Source material below:

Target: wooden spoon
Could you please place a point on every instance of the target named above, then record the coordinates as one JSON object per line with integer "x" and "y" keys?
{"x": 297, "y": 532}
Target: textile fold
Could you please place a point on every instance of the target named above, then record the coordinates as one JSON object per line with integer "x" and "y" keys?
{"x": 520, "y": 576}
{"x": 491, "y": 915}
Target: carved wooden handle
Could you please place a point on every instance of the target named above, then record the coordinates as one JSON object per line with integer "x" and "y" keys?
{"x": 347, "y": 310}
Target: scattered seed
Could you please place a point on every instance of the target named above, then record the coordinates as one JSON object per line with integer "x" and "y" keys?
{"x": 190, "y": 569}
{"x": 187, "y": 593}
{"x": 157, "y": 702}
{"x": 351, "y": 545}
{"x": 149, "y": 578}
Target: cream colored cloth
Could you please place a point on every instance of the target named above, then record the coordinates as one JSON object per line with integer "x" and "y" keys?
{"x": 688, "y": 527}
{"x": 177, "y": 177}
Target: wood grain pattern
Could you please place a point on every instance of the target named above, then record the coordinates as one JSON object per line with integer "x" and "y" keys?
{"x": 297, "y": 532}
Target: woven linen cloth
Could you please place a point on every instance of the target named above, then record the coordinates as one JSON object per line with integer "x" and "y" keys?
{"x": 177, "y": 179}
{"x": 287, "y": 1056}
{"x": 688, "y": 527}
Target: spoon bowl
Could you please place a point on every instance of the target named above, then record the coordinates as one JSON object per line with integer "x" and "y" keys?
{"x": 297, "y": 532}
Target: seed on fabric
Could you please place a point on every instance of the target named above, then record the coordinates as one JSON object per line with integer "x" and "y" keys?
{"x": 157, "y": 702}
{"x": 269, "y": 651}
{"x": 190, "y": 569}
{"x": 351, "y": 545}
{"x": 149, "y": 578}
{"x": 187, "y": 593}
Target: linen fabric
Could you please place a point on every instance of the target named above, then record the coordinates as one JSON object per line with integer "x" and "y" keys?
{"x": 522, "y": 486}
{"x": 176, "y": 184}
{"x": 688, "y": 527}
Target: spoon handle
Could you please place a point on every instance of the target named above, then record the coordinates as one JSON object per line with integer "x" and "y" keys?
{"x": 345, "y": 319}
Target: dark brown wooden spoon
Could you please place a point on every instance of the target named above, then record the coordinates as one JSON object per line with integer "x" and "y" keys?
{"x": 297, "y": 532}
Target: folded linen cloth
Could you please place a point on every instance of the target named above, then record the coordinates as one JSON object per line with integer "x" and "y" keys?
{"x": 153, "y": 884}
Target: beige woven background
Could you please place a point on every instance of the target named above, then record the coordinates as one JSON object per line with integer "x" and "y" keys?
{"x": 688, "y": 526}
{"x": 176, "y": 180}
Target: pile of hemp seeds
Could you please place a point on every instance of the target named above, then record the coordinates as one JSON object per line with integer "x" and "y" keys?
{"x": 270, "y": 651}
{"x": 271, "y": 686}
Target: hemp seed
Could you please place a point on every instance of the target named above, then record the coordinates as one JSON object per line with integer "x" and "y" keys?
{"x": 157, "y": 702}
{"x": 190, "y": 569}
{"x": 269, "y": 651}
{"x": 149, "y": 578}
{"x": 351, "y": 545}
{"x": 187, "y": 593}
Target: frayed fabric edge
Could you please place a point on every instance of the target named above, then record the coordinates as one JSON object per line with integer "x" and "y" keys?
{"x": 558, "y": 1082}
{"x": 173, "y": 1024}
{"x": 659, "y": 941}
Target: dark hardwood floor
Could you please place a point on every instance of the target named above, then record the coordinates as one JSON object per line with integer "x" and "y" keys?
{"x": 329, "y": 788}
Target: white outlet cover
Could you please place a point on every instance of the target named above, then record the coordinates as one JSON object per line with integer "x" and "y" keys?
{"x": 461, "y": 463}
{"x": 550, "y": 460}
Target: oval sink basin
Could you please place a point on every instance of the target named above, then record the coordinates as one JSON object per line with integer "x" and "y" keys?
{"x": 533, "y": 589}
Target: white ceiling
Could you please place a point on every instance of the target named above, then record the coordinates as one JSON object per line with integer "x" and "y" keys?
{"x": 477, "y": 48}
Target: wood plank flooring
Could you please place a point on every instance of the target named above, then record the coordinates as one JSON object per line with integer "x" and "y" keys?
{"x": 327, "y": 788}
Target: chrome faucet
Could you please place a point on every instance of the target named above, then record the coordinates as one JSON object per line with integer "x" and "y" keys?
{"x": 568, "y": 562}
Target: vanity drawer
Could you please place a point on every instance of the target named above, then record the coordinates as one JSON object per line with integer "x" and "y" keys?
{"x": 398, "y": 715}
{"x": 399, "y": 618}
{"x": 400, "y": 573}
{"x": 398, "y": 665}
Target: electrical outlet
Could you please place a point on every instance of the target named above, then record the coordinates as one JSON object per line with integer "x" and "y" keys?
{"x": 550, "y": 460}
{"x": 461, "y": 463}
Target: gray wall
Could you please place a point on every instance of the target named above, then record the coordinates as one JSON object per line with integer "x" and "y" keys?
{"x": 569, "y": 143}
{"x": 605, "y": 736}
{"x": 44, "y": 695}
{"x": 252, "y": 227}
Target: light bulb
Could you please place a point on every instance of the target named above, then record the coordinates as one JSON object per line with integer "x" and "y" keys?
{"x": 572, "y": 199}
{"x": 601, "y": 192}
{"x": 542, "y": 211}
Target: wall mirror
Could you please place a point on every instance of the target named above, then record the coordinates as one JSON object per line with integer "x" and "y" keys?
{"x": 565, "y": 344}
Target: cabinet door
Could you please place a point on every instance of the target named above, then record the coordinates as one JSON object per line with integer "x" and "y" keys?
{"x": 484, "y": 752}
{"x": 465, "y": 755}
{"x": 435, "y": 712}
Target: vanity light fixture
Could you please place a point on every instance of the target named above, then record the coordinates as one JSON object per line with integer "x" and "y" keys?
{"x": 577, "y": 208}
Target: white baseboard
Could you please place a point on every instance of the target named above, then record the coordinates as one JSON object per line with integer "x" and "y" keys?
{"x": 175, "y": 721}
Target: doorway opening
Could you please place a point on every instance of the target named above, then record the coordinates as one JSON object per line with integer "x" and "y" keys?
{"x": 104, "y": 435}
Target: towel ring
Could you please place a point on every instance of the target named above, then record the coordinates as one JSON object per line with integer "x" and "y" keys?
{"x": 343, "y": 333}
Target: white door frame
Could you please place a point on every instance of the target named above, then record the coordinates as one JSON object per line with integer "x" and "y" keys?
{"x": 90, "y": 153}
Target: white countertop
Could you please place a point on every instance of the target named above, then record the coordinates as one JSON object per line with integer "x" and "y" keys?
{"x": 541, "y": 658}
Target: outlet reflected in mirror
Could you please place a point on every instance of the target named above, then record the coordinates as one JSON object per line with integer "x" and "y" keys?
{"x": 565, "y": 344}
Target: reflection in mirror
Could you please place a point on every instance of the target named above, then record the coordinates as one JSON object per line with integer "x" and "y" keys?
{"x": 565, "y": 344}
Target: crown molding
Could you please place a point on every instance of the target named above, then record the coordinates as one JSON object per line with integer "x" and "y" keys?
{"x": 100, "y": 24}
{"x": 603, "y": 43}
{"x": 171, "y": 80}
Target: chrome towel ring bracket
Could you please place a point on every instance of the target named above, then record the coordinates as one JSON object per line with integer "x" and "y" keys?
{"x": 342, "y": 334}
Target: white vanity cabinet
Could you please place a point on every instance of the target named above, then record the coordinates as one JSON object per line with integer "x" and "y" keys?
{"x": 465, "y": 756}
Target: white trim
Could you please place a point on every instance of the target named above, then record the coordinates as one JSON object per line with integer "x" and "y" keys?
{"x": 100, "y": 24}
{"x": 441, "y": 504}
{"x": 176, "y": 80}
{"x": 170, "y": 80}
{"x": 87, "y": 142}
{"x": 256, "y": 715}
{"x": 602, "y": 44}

End of Source material.

The task:
All entries are to be repeated exactly and completely.

Your solution:
Target: wooden spoon
Could you please place a point on every instance of the target named above, then record the coordinates as one JSON object per line with integer "x" and "y" keys?
{"x": 297, "y": 532}
Target: textile fold
Could you please place a point on every instance of the target named above, then record the coordinates as one JSON object per line with integer "x" and "y" keys?
{"x": 520, "y": 576}
{"x": 491, "y": 915}
Target: carved wooden handle
Could you please place a point on every instance of the target named above, then record the coordinates as one JSON object per line with integer "x" and "y" keys?
{"x": 347, "y": 310}
Target: scattered seed
Could you please place a point on every instance of the target named above, then record the coordinates as one JSON object per line with integer "x" and "y" keys?
{"x": 190, "y": 569}
{"x": 187, "y": 593}
{"x": 157, "y": 702}
{"x": 351, "y": 545}
{"x": 149, "y": 578}
Target: cream colored cloth
Could you please place a point on every instance of the target named above, then record the coordinates as one JSON object per line with integer "x" and "y" keys?
{"x": 688, "y": 527}
{"x": 177, "y": 177}
Target: wood grain pattern
Could you please place a point on every instance of the target named above, then record the coordinates as one JSON object per line with integer "x" and "y" keys?
{"x": 297, "y": 532}
Target: woven linen cloth
Could you please place a point on every instance of the target named above, then record the coordinates as one JSON object per line with integer "x" and "y" keys?
{"x": 177, "y": 179}
{"x": 287, "y": 1056}
{"x": 688, "y": 527}
Target: spoon bowl
Could you please place a point on every instance of the target named above, then record the coordinates as one JSON object per line with integer "x" and "y" keys?
{"x": 297, "y": 532}
Target: seed on fabric
Could you please place a point on every instance of the target named above, then record the coordinates as one JSON object per line with integer "x" and "y" keys?
{"x": 157, "y": 702}
{"x": 269, "y": 651}
{"x": 190, "y": 569}
{"x": 351, "y": 545}
{"x": 149, "y": 578}
{"x": 187, "y": 593}
Target: linen fabric
Could you please place a point on every instance of the target named above, then record the coordinates as one JSON object per line with integer "x" and "y" keys?
{"x": 522, "y": 486}
{"x": 176, "y": 184}
{"x": 688, "y": 527}
Target: spoon handle
Could you please place a point on every instance of the target named above, then record the coordinates as one JSON object per line with integer "x" and "y" keys?
{"x": 345, "y": 319}
Target: dark brown wooden spoon
Could you please place a point on every instance of the target named above, then record the coordinates as one JSON object per line with integer "x" and "y" keys?
{"x": 297, "y": 532}
Target: folded linen cloth
Could you please place a point on every instance of the target named above, then record the coordinates as one JSON object per line with integer "x" and "y" keys?
{"x": 153, "y": 884}
Target: beige woven background
Could you please place a point on every instance of the target named above, then record the coordinates as one JSON object per line with integer "x" and "y" keys?
{"x": 688, "y": 526}
{"x": 176, "y": 180}
Target: pile of hemp seeds
Could you please place a point on every instance of the target named above, then record the coordinates as one JSON object per line with integer "x" and "y" keys?
{"x": 270, "y": 651}
{"x": 271, "y": 686}
Target: hemp seed
Could you please place a point on every instance of the target named above, then record the coordinates as one JSON object per line with integer "x" and "y" keys?
{"x": 157, "y": 702}
{"x": 190, "y": 569}
{"x": 269, "y": 651}
{"x": 149, "y": 578}
{"x": 351, "y": 545}
{"x": 187, "y": 593}
Target: frayed fabric edge
Could you please place a point on every instance of the target named above, then record the coordinates as one JSON object per line with integer "x" and "y" keys?
{"x": 558, "y": 1082}
{"x": 173, "y": 1024}
{"x": 659, "y": 941}
Target: dark hardwood floor
Could you please place a point on every instance of the target named above, then record the coordinates as one JSON object per line with integer "x" and "y" keys?
{"x": 329, "y": 788}
Target: white outlet cover
Could you please place a point on every instance of the target named above, then record the coordinates as one JSON object per line with integer "x" and "y" keys?
{"x": 461, "y": 463}
{"x": 550, "y": 460}
Target: oval sink basin
Could you please place a point on every instance of the target named above, then record the coordinates as one JSON object per line with integer "x" and "y" keys?
{"x": 533, "y": 589}
Target: white ceiling
Could you please place a point on every instance of the target named above, then record the coordinates as one JSON object per line with integer "x" and "y" keys?
{"x": 477, "y": 48}
Target: wood plank flooring
Could you please place a point on every instance of the target named above, then record the coordinates as one JSON object per line with integer "x" and "y" keys?
{"x": 327, "y": 788}
Target: chrome faucet
Could you please place a point on every instance of the target named above, then record the coordinates as one JSON object per line with integer "x" and "y" keys?
{"x": 568, "y": 562}
Target: vanity drawer
Could you please place a point on every instance of the target named above, then record the coordinates as one JSON object per line with integer "x" and "y" keys?
{"x": 398, "y": 715}
{"x": 399, "y": 618}
{"x": 400, "y": 573}
{"x": 398, "y": 665}
Target: electrical outlet
Could you please place a point on every instance of the target named above, then record the coordinates as one JSON object per line with integer "x" and "y" keys?
{"x": 550, "y": 460}
{"x": 461, "y": 463}
Target: gray wall
Could you please place a point on every instance of the target named above, then record the coordinates as one JSON object per line with integer "x" and "y" keys?
{"x": 569, "y": 143}
{"x": 605, "y": 736}
{"x": 44, "y": 695}
{"x": 252, "y": 227}
Target: light bulb
Could you please place a point on every instance of the target named above, then record the coordinates as one JSON object per line with integer "x" and "y" keys?
{"x": 572, "y": 199}
{"x": 601, "y": 192}
{"x": 542, "y": 211}
Target: wall mirror
Could you please place a point on every instance of the target named above, then record the coordinates as one JSON object per line with integer "x" and "y" keys?
{"x": 565, "y": 344}
Target: cabinet door
Could you please place a point on every instance of the target named above, then record the coordinates as one JSON object per line with integer "x" and "y" keys?
{"x": 484, "y": 752}
{"x": 465, "y": 755}
{"x": 435, "y": 712}
Target: vanity light fixture
Could you please place a point on every instance of the target named above, then record the coordinates as one JSON object per line with integer "x" and "y" keys?
{"x": 577, "y": 208}
Target: white baseboard
Could you please place a point on every instance of the target named above, then record the coordinates as one JSON object per line with integer "x" and "y" keys?
{"x": 175, "y": 721}
Target: doorway opening
Could you please place a point on every instance of the target named above, then record the coordinates as one JSON object per line with integer "x" and "y" keys?
{"x": 104, "y": 435}
Target: towel ring
Could you please place a point on every instance of the target named above, then record the coordinates as one JSON object per line with integer "x" and "y" keys?
{"x": 343, "y": 333}
Target: white door frame
Could you please place a point on every instance of the target named above, then record the coordinates as one JSON object per line with integer "x" and "y" keys?
{"x": 90, "y": 153}
Target: white countertop
Could you please place a point on every instance of the target named above, then record the coordinates as one JSON object per line with integer "x" and "y" keys?
{"x": 541, "y": 658}
Target: outlet reflected in mirror
Could you please place a point on every instance of the target named above, then record the coordinates as one JSON object per line with integer "x" and "y" keys?
{"x": 565, "y": 344}
Target: reflection in mirror
Could you please place a point on every instance of the target named above, then record the coordinates as one JSON object per line with integer "x" and "y" keys?
{"x": 565, "y": 344}
Target: crown molding
Could you please place a point on every instance of the target named above, then record the coordinates as one JSON object per line with integer "x" and "y" keys?
{"x": 100, "y": 24}
{"x": 603, "y": 43}
{"x": 171, "y": 80}
Target: chrome towel ring bracket
Could you please place a point on every instance of the target named above, then record the coordinates as one JSON object per line with integer "x" and "y" keys?
{"x": 342, "y": 334}
Target: white vanity cabinet
Could you please place a point on every instance of the target named above, then record the coordinates as one JSON object per line with integer "x" and "y" keys?
{"x": 465, "y": 756}
Target: white trim
Could you please place a point on every instance of the target named above, then record the coordinates as one JSON object per line with integer "x" and "y" keys?
{"x": 100, "y": 24}
{"x": 441, "y": 504}
{"x": 176, "y": 80}
{"x": 170, "y": 80}
{"x": 87, "y": 142}
{"x": 256, "y": 715}
{"x": 602, "y": 44}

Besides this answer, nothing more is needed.